Render all the records below as a JSON list of strings with one string per line, skipping blank lines and leaving the pictures out.

+ + + +

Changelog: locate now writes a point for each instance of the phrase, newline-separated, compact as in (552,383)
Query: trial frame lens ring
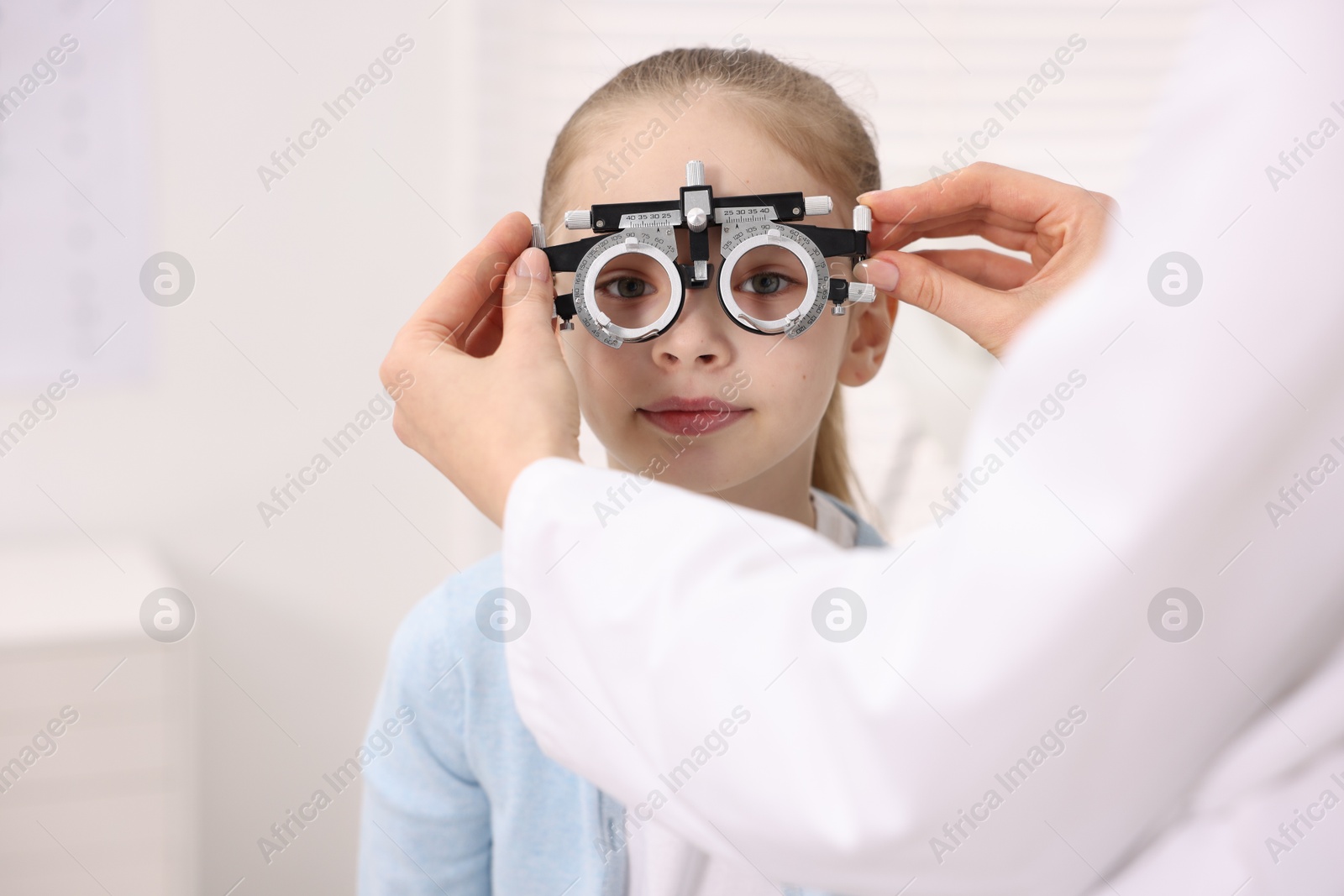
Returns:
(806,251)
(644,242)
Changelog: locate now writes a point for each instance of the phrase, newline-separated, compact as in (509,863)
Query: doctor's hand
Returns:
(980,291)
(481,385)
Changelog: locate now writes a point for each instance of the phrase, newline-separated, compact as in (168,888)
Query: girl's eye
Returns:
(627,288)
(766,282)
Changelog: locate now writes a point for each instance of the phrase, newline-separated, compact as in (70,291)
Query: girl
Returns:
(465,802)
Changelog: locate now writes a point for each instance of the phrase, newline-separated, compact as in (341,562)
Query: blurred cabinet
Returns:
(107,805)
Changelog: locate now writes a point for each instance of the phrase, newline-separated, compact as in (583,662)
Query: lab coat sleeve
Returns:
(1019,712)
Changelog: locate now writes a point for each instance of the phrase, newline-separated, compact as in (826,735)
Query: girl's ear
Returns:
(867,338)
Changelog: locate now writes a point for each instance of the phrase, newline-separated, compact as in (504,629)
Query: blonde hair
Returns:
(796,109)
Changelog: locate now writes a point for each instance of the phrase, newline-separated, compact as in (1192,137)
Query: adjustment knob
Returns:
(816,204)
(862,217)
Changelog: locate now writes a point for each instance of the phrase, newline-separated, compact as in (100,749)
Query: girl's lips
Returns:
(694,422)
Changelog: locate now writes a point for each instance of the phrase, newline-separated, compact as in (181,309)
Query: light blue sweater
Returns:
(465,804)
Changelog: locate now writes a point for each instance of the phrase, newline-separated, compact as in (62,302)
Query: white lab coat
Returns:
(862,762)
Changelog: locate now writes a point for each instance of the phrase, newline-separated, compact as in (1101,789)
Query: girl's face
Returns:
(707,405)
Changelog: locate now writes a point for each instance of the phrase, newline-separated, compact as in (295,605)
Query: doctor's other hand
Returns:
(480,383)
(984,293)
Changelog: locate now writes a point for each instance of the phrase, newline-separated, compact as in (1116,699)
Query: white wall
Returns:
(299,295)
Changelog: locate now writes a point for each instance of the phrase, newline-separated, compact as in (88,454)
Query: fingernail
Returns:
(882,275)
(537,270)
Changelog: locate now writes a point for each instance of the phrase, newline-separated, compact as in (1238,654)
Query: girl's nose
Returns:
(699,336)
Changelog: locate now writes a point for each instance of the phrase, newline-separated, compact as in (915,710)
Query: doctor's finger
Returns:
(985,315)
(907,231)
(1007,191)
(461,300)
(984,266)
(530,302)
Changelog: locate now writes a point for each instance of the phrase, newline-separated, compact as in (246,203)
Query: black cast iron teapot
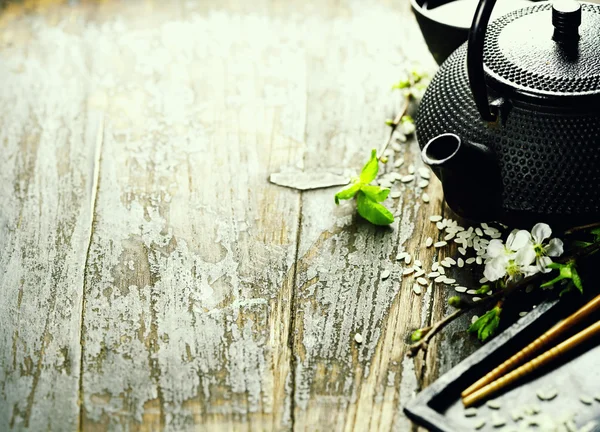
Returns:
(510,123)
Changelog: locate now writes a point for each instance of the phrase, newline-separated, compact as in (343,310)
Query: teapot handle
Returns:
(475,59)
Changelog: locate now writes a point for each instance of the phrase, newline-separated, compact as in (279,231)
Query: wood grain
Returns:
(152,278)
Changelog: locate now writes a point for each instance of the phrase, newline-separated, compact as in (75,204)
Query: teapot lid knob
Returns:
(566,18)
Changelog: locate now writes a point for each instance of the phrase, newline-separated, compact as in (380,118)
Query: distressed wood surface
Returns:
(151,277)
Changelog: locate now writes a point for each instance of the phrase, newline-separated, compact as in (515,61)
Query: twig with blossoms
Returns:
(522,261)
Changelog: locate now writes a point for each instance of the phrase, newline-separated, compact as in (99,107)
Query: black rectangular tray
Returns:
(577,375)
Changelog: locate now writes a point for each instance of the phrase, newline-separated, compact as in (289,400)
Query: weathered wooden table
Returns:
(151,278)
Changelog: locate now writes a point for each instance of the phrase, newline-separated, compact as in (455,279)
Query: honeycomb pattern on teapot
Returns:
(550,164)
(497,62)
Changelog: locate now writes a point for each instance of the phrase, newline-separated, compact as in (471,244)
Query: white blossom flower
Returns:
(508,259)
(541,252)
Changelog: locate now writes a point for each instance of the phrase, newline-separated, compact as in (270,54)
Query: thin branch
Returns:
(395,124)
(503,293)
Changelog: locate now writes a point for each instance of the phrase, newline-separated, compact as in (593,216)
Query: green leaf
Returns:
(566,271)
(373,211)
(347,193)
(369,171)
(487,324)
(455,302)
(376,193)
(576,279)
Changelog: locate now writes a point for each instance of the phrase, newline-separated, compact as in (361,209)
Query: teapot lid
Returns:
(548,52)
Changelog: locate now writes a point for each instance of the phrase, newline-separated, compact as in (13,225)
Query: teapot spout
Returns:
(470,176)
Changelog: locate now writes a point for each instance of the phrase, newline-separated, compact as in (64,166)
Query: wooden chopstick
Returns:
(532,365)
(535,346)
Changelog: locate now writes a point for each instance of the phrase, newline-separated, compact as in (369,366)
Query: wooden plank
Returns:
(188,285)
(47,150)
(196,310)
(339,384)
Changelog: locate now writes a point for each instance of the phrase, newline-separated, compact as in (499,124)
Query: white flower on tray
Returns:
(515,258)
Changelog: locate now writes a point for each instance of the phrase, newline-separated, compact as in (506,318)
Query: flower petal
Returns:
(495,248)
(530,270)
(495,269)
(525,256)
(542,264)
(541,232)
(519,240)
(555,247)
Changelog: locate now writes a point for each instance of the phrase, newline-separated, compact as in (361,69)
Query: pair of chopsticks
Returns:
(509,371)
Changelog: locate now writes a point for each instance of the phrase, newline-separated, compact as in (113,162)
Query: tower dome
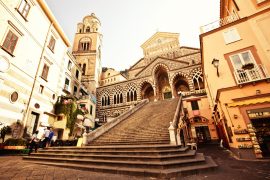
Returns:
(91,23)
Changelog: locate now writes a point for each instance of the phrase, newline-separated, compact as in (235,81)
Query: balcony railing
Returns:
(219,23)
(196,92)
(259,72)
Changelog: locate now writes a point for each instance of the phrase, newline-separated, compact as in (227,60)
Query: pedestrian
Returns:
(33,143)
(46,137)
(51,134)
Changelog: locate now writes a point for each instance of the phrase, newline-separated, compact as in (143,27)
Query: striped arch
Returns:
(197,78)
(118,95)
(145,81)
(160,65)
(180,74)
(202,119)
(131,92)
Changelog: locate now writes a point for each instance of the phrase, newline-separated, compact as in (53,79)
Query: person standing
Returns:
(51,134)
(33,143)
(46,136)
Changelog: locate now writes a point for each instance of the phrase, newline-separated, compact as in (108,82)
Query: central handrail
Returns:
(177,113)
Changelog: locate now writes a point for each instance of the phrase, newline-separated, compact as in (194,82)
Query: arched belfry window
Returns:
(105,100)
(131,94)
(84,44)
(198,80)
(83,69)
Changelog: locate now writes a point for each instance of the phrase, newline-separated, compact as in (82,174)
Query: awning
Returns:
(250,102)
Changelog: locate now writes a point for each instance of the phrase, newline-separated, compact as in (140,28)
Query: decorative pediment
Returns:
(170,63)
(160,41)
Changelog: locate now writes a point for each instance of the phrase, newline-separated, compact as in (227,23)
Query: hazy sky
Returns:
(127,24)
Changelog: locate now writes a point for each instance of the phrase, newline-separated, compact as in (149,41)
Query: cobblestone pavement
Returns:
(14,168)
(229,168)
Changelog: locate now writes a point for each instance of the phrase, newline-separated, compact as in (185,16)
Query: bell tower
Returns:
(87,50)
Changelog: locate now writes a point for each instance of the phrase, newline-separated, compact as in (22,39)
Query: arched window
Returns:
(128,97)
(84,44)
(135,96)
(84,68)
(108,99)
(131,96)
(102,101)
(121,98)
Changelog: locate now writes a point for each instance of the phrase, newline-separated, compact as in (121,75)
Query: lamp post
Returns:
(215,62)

+ + + +

→ TASK ANSWER:
[
  "Changelog: locate now writes a point for each instance of the phrase, newline-separated, compact as in (552,383)",
  "Query: trial frame lens ring",
  "Returns:",
  "(806,251)",
  "(644,242)",
  "Changelog: locate now writes a point for each instance of the phrase, newline-separated, compact as in (509,863)",
  "Query: doctor's hand",
  "Returns:",
  "(980,291)",
  "(481,385)",
  "Changelog: locate now writes a point for each instance of the phrase, newline-separated, compact as in (168,888)",
  "Query: girl's eye",
  "Returns:",
  "(627,288)",
  "(766,282)",
  "Changelog: locate now writes a point for each instance of the phrase, newline-separated, compact as in (70,291)",
  "Query: girl",
  "Returns:",
  "(465,802)",
  "Changelog: locate now writes a point for each instance of the phrase, newline-separated, compact as in (341,562)",
  "Query: blurred cabinet",
  "Returns:",
  "(107,805)",
  "Changelog: locate now writes a point for each instance of the phrase, newline-separated, compact as in (583,662)",
  "Query: lab coat sleeve",
  "Returns:",
  "(1019,712)",
  "Changelog: locate now writes a point for each instance of the phrase, newline-separated, compact as in (826,735)",
  "Query: girl's ear",
  "Returns:",
  "(867,338)",
  "Changelog: locate now writes a point for each instance of the phrase, newline-separated, compact as in (504,629)",
  "Query: blonde hair",
  "Returns:",
  "(796,109)",
  "Changelog: locate now writes a point for each instance of the phrase, newline-separated, compact as in (1192,137)",
  "Query: adjustment knob",
  "Returns:",
  "(816,204)",
  "(862,217)",
  "Changelog: locate now writes a point for each instance of the phrase, newline-separated, compact as in (100,749)",
  "Query: girl's lips",
  "Returns:",
  "(694,422)",
  "Changelog: locate now writes a point for each instance of the phrase, newline-separated, compact as in (181,309)",
  "Query: light blue sweater",
  "Returns:",
  "(465,804)",
  "Changelog: locate now writes a point for each instance of the phrase, newline-separated, compact as in (62,302)",
  "Query: white lab coat",
  "Returns:",
  "(862,762)",
  "Changelog: locate now writes a point for each instance of the phrase, newline-separated, compact as in (1101,789)",
  "Query: girl's face",
  "Returns:",
  "(707,405)",
  "Changelog: locate now writes a point for each instance of the phrase, newline-separated, compact as in (295,605)",
  "Query: doctor's other hand",
  "Returns:",
  "(480,383)",
  "(984,293)",
  "Changelog: locate now writes a point for each instance of the phrase, newline-separated, compact as in (1116,699)",
  "Query: white wall",
  "Returns:",
  "(299,295)",
  "Changelog: locate now writes a point for each instance of the phrase, newline-separated, compact as in (88,454)",
  "Query: fingernail",
  "Returns:",
  "(882,275)",
  "(537,270)",
  "Changelog: locate now writes a point for each instance of the phrase, newline-separated, compact as in (1238,654)",
  "Query: girl's nose",
  "Returns:",
  "(699,336)",
  "Changelog: locate now writes a point for each instance of the phrase, newline-separated, compact as in (915,710)",
  "Query: doctor's finger",
  "Returns:",
  "(985,315)",
  "(907,231)",
  "(1007,191)",
  "(461,300)",
  "(984,266)",
  "(530,302)",
  "Changelog: locate now writes a point for each instance of the phrase, newline-separated, compact as in (246,203)",
  "Query: black cast iron teapot",
  "Returns:",
  "(510,123)",
  "Changelog: locate now writes a point for each instance of the phrase, newline-separated, compact as in (343,310)",
  "Query: teapot handle",
  "Returns:",
  "(475,59)",
  "Changelog: locate now writes a point for each instance of the phrase, newline-separated, compact as in (279,231)",
  "Query: wood grain",
  "Returns:",
  "(152,278)",
  "Changelog: locate now writes a point for each instance of the phrase, newline-separated, compact as in (75,204)",
  "Query: teapot lid knob",
  "Returns:",
  "(566,18)",
  "Changelog: locate now writes a point for each instance of the phrase, newline-separated, compact as in (380,118)",
  "Query: distressed wood surface",
  "Returns:",
  "(151,277)",
  "Changelog: locate now writes a point for each instance of the phrase, newline-separated, compact as in (515,61)",
  "Query: twig with blossoms",
  "Returns:",
  "(522,261)",
  "Changelog: locate now writes a point for each instance of the phrase, newline-separated, compact as in (99,107)",
  "Query: black rectangular tray",
  "Returns:",
  "(577,375)",
  "Changelog: locate now writes a point for each instance of the phrase, newline-separated, compact as in (289,400)",
  "Query: weathered wooden table",
  "Returns:",
  "(151,278)",
  "Changelog: locate now writes a point for each instance of the phrase, newline-separated, compact as in (455,279)",
  "Query: honeycomb pattern on teapot",
  "Returns:",
  "(550,164)",
  "(497,62)",
  "Changelog: locate now writes a point for each instance of the phrase, newline-separated, compact as in (471,244)",
  "Query: white blossom flower",
  "Returns:",
  "(508,259)",
  "(541,252)",
  "Changelog: locate now writes a point for each instance of the phrase, newline-separated, compact as in (270,54)",
  "Query: thin branch",
  "Returns:",
  "(395,124)",
  "(503,293)",
  "Changelog: locate now writes a point for each instance of the phrase, newline-separated, compact as in (593,216)",
  "Query: green leaf",
  "Returns:",
  "(566,271)",
  "(373,211)",
  "(347,193)",
  "(369,171)",
  "(487,324)",
  "(455,302)",
  "(376,193)",
  "(576,279)",
  "Changelog: locate now writes a point for each instance of the phrase, newline-separated, compact as in (361,209)",
  "Query: teapot lid",
  "Returns:",
  "(548,52)",
  "Changelog: locate now writes a point for each instance of the phrase, newline-separated, compact as in (13,225)",
  "Query: teapot spout",
  "Returns:",
  "(470,176)",
  "Changelog: locate now writes a point for each instance of the phrase, newline-separated, compact as in (64,166)",
  "Query: wooden chopstick",
  "Returns:",
  "(532,365)",
  "(535,346)",
  "Changelog: locate now writes a point for each instance of the phrase, newline-separated, compact as in (369,366)",
  "Query: wooden plank",
  "Returns:",
  "(188,285)",
  "(47,150)",
  "(196,310)",
  "(339,384)",
  "Changelog: locate now writes a point for each instance of the phrase, newline-separated, compact as in (499,124)",
  "Query: white flower on tray",
  "Returns:",
  "(515,258)",
  "Changelog: locate now writes a point for each instance of the phrase, newline-separated, compact as in (506,318)",
  "Query: flower petal",
  "Returns:",
  "(495,248)",
  "(530,270)",
  "(495,269)",
  "(525,256)",
  "(542,264)",
  "(541,232)",
  "(519,240)",
  "(555,247)",
  "Changelog: locate now writes a point for each instance of the phrase, newline-separated, compact as in (361,69)",
  "Query: pair of chopsticks",
  "Returns:",
  "(509,371)",
  "Changelog: locate now writes a point for each instance of the phrase, newline-separated, compact as in (113,162)",
  "Query: tower dome",
  "Returns:",
  "(91,23)",
  "Changelog: locate now writes a point for each instance of the phrase, newline-separated, compact as in (235,81)",
  "Query: balcony railing",
  "Returns:",
  "(219,23)",
  "(196,92)",
  "(259,72)",
  "Changelog: locate now writes a point for each instance of the phrase, newline-separated, compact as in (227,60)",
  "Query: pedestrian",
  "Returns:",
  "(33,143)",
  "(46,137)",
  "(51,134)",
  "Changelog: locate now writes a point for each instance of the phrase, newline-separated, compact as in (143,27)",
  "Query: striped arch",
  "Returns:",
  "(197,78)",
  "(118,95)",
  "(145,81)",
  "(160,65)",
  "(180,74)",
  "(202,119)",
  "(131,92)",
  "Changelog: locate now writes a point for each instance of the phrase, newline-separated, compact as in (53,79)",
  "Query: person standing",
  "Returns:",
  "(51,134)",
  "(33,143)",
  "(46,136)",
  "Changelog: locate now writes a point for each instance of the phrase, newline-separated, compact as in (108,82)",
  "Query: central handrail",
  "Returns:",
  "(177,113)",
  "Changelog: locate now writes a point for each instance of the phrase, newline-separated, compact as in (194,82)",
  "Query: arched belfry window",
  "Returns:",
  "(105,100)",
  "(131,94)",
  "(84,44)",
  "(198,80)",
  "(83,69)",
  "Changelog: locate now writes a point for each instance of the phrase, newline-separated, compact as in (82,174)",
  "Query: awning",
  "Returns:",
  "(250,102)",
  "Changelog: locate now writes a point for each instance of the phrase, newline-separated, compact as in (140,28)",
  "Query: decorative pediment",
  "Returns:",
  "(170,63)",
  "(160,41)",
  "Changelog: locate now writes a point for each instance of the phrase, newline-separated, compact as in (227,23)",
  "Query: hazy sky",
  "Returns:",
  "(127,24)",
  "Changelog: locate now writes a point for each instance of the phrase, newline-separated, compact as in (149,41)",
  "Query: cobblestone pavement",
  "Returns:",
  "(14,168)",
  "(229,168)",
  "Changelog: locate now writes a point for each instance of the phrase, newline-separated, compact as in (185,16)",
  "Query: bell tower",
  "Returns:",
  "(87,50)",
  "Changelog: locate now writes a point for each instance of the phrase, newline-separated, compact as in (22,39)",
  "Query: arched window",
  "Returns:",
  "(128,97)",
  "(84,44)",
  "(135,96)",
  "(84,68)",
  "(108,99)",
  "(131,96)",
  "(102,101)",
  "(121,98)",
  "Changelog: locate now writes a point for each instance of the phrase, newline-separated, compact as in (121,75)",
  "Query: lamp post",
  "Returns:",
  "(215,62)"
]